- **Instructions for the task**
All lines in the material below that hold "insect" should be found and copied.

- **Given records**
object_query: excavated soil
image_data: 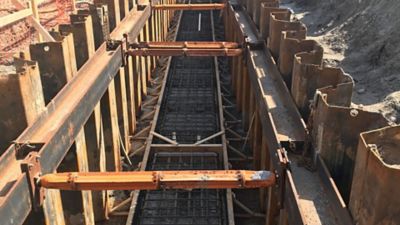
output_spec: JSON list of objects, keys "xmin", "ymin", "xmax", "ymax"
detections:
[
  {"xmin": 282, "ymin": 0, "xmax": 400, "ymax": 123},
  {"xmin": 0, "ymin": 0, "xmax": 73, "ymax": 64}
]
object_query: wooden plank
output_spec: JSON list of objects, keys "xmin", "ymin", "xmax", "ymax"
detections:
[
  {"xmin": 10, "ymin": 0, "xmax": 55, "ymax": 41},
  {"xmin": 75, "ymin": 130, "xmax": 96, "ymax": 225},
  {"xmin": 144, "ymin": 21, "xmax": 152, "ymax": 82},
  {"xmin": 101, "ymin": 79, "xmax": 121, "ymax": 172},
  {"xmin": 241, "ymin": 63, "xmax": 249, "ymax": 128},
  {"xmin": 259, "ymin": 128, "xmax": 270, "ymax": 211},
  {"xmin": 114, "ymin": 67, "xmax": 131, "ymax": 156},
  {"xmin": 253, "ymin": 110, "xmax": 261, "ymax": 170},
  {"xmin": 30, "ymin": 0, "xmax": 42, "ymax": 41},
  {"xmin": 119, "ymin": 0, "xmax": 129, "ymax": 19},
  {"xmin": 266, "ymin": 161, "xmax": 280, "ymax": 225},
  {"xmin": 0, "ymin": 8, "xmax": 32, "ymax": 28},
  {"xmin": 43, "ymin": 189, "xmax": 66, "ymax": 225},
  {"xmin": 133, "ymin": 38, "xmax": 143, "ymax": 113},
  {"xmin": 231, "ymin": 56, "xmax": 237, "ymax": 93},
  {"xmin": 85, "ymin": 104, "xmax": 108, "ymax": 221},
  {"xmin": 249, "ymin": 87, "xmax": 255, "ymax": 129},
  {"xmin": 235, "ymin": 55, "xmax": 244, "ymax": 111},
  {"xmin": 139, "ymin": 30, "xmax": 148, "ymax": 96},
  {"xmin": 30, "ymin": 0, "xmax": 39, "ymax": 21},
  {"xmin": 125, "ymin": 55, "xmax": 137, "ymax": 135}
]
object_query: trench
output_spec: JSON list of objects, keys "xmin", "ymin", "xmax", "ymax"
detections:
[{"xmin": 132, "ymin": 3, "xmax": 228, "ymax": 225}]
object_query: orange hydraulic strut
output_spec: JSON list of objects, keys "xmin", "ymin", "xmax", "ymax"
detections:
[
  {"xmin": 127, "ymin": 48, "xmax": 242, "ymax": 57},
  {"xmin": 152, "ymin": 3, "xmax": 226, "ymax": 11},
  {"xmin": 127, "ymin": 41, "xmax": 243, "ymax": 57},
  {"xmin": 39, "ymin": 170, "xmax": 275, "ymax": 191},
  {"xmin": 130, "ymin": 41, "xmax": 240, "ymax": 49}
]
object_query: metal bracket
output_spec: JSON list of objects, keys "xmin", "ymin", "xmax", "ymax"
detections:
[
  {"xmin": 275, "ymin": 147, "xmax": 290, "ymax": 209},
  {"xmin": 20, "ymin": 151, "xmax": 44, "ymax": 210},
  {"xmin": 106, "ymin": 39, "xmax": 122, "ymax": 51},
  {"xmin": 106, "ymin": 39, "xmax": 126, "ymax": 67}
]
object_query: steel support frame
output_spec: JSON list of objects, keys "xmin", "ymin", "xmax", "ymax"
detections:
[{"xmin": 0, "ymin": 5, "xmax": 152, "ymax": 225}]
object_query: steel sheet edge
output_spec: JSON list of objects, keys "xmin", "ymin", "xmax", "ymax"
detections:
[{"xmin": 0, "ymin": 5, "xmax": 151, "ymax": 225}]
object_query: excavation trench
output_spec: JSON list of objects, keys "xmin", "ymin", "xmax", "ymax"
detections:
[{"xmin": 127, "ymin": 3, "xmax": 236, "ymax": 225}]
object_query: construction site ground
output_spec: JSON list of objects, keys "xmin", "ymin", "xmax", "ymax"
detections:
[{"xmin": 282, "ymin": 0, "xmax": 400, "ymax": 123}]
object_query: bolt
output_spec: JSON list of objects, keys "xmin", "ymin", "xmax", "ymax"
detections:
[{"xmin": 28, "ymin": 163, "xmax": 34, "ymax": 170}]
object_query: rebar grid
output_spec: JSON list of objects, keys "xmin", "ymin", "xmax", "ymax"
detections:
[
  {"xmin": 155, "ymin": 9, "xmax": 220, "ymax": 143},
  {"xmin": 133, "ymin": 5, "xmax": 228, "ymax": 225},
  {"xmin": 133, "ymin": 153, "xmax": 227, "ymax": 225}
]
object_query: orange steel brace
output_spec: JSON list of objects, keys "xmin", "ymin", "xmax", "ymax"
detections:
[
  {"xmin": 127, "ymin": 41, "xmax": 243, "ymax": 57},
  {"xmin": 39, "ymin": 170, "xmax": 275, "ymax": 191},
  {"xmin": 126, "ymin": 48, "xmax": 243, "ymax": 57},
  {"xmin": 152, "ymin": 3, "xmax": 226, "ymax": 11},
  {"xmin": 130, "ymin": 41, "xmax": 241, "ymax": 49}
]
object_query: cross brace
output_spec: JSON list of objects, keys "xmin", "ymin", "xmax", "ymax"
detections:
[
  {"xmin": 126, "ymin": 41, "xmax": 243, "ymax": 57},
  {"xmin": 39, "ymin": 170, "xmax": 275, "ymax": 191},
  {"xmin": 152, "ymin": 3, "xmax": 226, "ymax": 10}
]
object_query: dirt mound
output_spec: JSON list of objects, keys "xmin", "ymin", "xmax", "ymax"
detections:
[
  {"xmin": 0, "ymin": 0, "xmax": 73, "ymax": 64},
  {"xmin": 282, "ymin": 0, "xmax": 400, "ymax": 123}
]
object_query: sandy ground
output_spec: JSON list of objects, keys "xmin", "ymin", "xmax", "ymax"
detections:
[
  {"xmin": 0, "ymin": 0, "xmax": 73, "ymax": 64},
  {"xmin": 281, "ymin": 0, "xmax": 400, "ymax": 123}
]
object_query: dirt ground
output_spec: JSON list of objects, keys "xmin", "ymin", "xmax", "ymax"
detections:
[
  {"xmin": 281, "ymin": 0, "xmax": 400, "ymax": 123},
  {"xmin": 0, "ymin": 0, "xmax": 73, "ymax": 64}
]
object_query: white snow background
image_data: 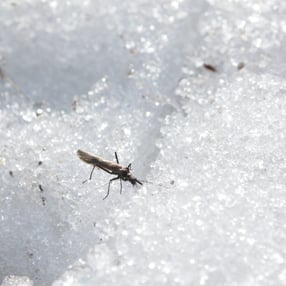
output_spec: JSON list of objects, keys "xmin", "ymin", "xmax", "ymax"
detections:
[{"xmin": 1, "ymin": 0, "xmax": 286, "ymax": 285}]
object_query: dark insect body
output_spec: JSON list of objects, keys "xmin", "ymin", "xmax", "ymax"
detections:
[
  {"xmin": 77, "ymin": 149, "xmax": 142, "ymax": 200},
  {"xmin": 203, "ymin": 63, "xmax": 217, "ymax": 72},
  {"xmin": 237, "ymin": 62, "xmax": 245, "ymax": 70}
]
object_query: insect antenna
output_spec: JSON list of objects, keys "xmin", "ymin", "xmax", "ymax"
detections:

- **Solution to the exercise**
object_query: dark insect body
object_query: insect antenna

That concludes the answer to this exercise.